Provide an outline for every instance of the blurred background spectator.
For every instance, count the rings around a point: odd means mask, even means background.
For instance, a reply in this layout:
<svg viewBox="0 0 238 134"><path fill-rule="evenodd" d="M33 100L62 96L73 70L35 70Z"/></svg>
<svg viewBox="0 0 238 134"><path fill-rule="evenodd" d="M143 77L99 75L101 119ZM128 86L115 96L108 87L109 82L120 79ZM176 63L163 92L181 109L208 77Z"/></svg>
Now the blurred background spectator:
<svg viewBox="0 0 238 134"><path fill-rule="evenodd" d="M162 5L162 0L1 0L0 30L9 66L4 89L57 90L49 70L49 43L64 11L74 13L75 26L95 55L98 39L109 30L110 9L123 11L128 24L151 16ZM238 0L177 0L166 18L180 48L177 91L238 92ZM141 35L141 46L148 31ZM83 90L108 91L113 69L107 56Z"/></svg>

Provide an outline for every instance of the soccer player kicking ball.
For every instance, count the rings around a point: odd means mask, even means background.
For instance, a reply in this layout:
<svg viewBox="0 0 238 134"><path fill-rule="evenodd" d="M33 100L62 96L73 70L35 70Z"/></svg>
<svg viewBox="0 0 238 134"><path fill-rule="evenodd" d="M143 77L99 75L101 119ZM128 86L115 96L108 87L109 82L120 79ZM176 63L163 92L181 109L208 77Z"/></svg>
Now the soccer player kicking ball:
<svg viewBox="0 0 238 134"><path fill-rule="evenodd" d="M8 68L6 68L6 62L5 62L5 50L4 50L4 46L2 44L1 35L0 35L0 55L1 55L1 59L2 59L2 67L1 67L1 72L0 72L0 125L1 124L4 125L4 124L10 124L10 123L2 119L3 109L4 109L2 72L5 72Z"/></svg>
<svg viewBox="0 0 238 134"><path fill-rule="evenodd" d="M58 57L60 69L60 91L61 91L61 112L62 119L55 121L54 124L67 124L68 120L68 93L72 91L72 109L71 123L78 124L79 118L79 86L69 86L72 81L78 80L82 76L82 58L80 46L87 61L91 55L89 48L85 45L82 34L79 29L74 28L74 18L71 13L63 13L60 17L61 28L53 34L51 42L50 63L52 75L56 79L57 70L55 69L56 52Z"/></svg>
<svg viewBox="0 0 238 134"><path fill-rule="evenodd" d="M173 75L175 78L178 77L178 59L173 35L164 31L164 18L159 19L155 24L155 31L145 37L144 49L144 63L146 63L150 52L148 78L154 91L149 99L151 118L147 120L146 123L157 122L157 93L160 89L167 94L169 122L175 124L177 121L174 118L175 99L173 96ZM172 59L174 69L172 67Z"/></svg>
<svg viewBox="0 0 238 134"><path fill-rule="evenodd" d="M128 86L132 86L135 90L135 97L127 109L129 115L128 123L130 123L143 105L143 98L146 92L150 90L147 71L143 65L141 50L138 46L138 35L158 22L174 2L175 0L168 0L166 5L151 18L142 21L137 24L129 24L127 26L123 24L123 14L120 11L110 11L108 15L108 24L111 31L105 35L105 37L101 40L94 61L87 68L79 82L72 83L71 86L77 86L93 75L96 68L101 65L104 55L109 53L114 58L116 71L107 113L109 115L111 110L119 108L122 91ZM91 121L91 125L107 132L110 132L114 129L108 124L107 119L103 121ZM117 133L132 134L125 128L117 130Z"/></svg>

§ **Written task**: Reproduce the entire listing above word for word, with no changes.

§ **Written response**:
Provide an outline for every instance of the blurred background spectator.
For every instance, count the rings around a point: odd means mask, even means background.
For instance, a reply in this layout:
<svg viewBox="0 0 238 134"><path fill-rule="evenodd" d="M33 100L62 96L73 70L35 70Z"/></svg>
<svg viewBox="0 0 238 134"><path fill-rule="evenodd" d="M143 77L99 75L101 119ZM128 86L115 96L108 87L109 82L120 79ZM176 63L163 92L181 109L208 77Z"/></svg>
Now the blurred background spectator:
<svg viewBox="0 0 238 134"><path fill-rule="evenodd" d="M162 5L162 0L1 0L0 30L9 66L4 89L57 90L49 70L49 43L64 11L74 13L75 26L95 55L98 39L109 30L110 9L123 11L128 24L151 16ZM238 0L177 0L166 18L180 48L177 91L238 92ZM141 35L141 46L148 31ZM83 90L108 91L113 69L107 56Z"/></svg>

Provide an outline for every instance of the soccer player kicking ball.
For every instance, count the rings around a point: odd means mask, even means background.
For instance, a reply in this layout:
<svg viewBox="0 0 238 134"><path fill-rule="evenodd" d="M33 100L62 96L73 70L35 70Z"/></svg>
<svg viewBox="0 0 238 134"><path fill-rule="evenodd" d="M143 77L99 75L101 119ZM128 86L115 96L108 87L109 82L120 79ZM176 63L163 92L181 109L208 77Z"/></svg>
Now the soccer player kicking ball:
<svg viewBox="0 0 238 134"><path fill-rule="evenodd" d="M8 68L6 68L6 62L5 62L5 50L4 50L4 46L2 44L1 35L0 35L0 55L1 55L1 59L2 59L2 67L1 67L1 72L0 72L0 125L1 124L4 125L4 124L10 124L10 123L2 119L3 109L4 109L2 72L5 72Z"/></svg>
<svg viewBox="0 0 238 134"><path fill-rule="evenodd" d="M58 57L60 69L60 91L61 91L61 112L62 119L55 121L54 124L67 124L68 120L68 93L72 91L72 109L71 123L78 124L79 118L79 86L69 86L72 81L78 80L82 76L82 58L80 46L87 61L91 55L89 48L85 45L82 34L79 29L74 28L74 18L71 13L63 13L60 17L61 28L53 34L51 42L50 63L52 75L56 79L57 70L55 69L56 52Z"/></svg>
<svg viewBox="0 0 238 134"><path fill-rule="evenodd" d="M173 75L175 78L178 77L178 59L173 35L164 31L164 18L159 19L155 24L155 31L145 37L144 49L144 63L146 63L150 52L148 78L154 91L149 99L151 118L147 120L146 123L157 122L157 93L160 89L167 94L169 122L175 124L177 121L174 118L175 99L173 96ZM172 59L174 69L172 67Z"/></svg>
<svg viewBox="0 0 238 134"><path fill-rule="evenodd" d="M128 86L132 86L135 90L135 97L127 109L129 115L128 123L130 123L143 105L143 98L146 92L150 90L147 71L143 65L141 50L138 46L138 35L158 22L174 2L175 0L168 0L166 5L151 18L142 21L137 24L129 24L127 26L123 24L123 14L120 11L110 11L108 15L108 24L111 31L105 35L105 37L101 40L94 61L87 68L79 82L72 83L71 86L77 86L93 75L96 68L101 65L104 55L109 53L114 58L116 71L107 113L109 115L111 110L119 108L122 91ZM91 121L91 125L107 132L110 132L114 129L108 124L107 119L103 121ZM117 133L132 134L125 128L117 130Z"/></svg>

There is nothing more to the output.